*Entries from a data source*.
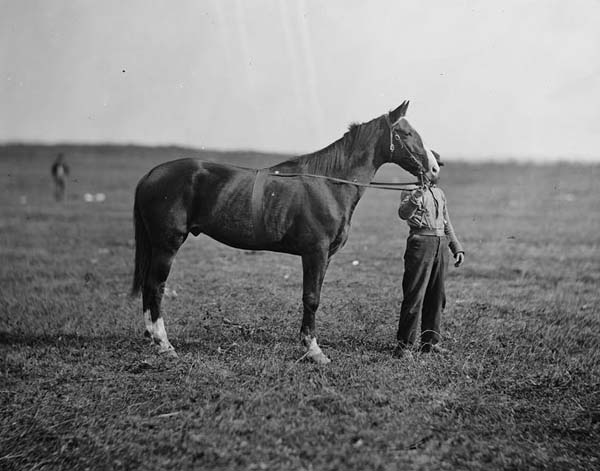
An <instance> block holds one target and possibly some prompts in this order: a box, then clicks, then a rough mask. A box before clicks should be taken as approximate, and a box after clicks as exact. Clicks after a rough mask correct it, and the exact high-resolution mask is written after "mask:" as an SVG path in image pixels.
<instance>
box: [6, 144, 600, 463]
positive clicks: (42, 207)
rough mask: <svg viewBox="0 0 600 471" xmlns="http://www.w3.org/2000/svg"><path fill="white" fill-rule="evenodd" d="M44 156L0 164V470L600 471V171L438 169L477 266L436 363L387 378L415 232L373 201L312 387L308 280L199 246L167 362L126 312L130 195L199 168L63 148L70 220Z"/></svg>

*Directive*. Reproduce the entire listing above word for word, leaving out the pictures.

*Answer below*.
An <instance> block holds one target and possibly some prompts in this order: a box, then clicks, then a rough mask. A box before clicks should be taken as approximate, and a box after clicks as exact. Clicks after a rough mask correct it, and the exact high-resolution mask is written after "mask:" as an SVG path in image pixels.
<instance>
box: [6, 144, 600, 463]
positive clicks: (42, 207)
rough mask: <svg viewBox="0 0 600 471" xmlns="http://www.w3.org/2000/svg"><path fill="white" fill-rule="evenodd" d="M44 156L0 164V470L600 471V171L438 169L477 266L436 363L387 378L415 232L373 201L312 387L308 280L199 246L167 362L126 312L130 195L199 168L63 148L70 220Z"/></svg>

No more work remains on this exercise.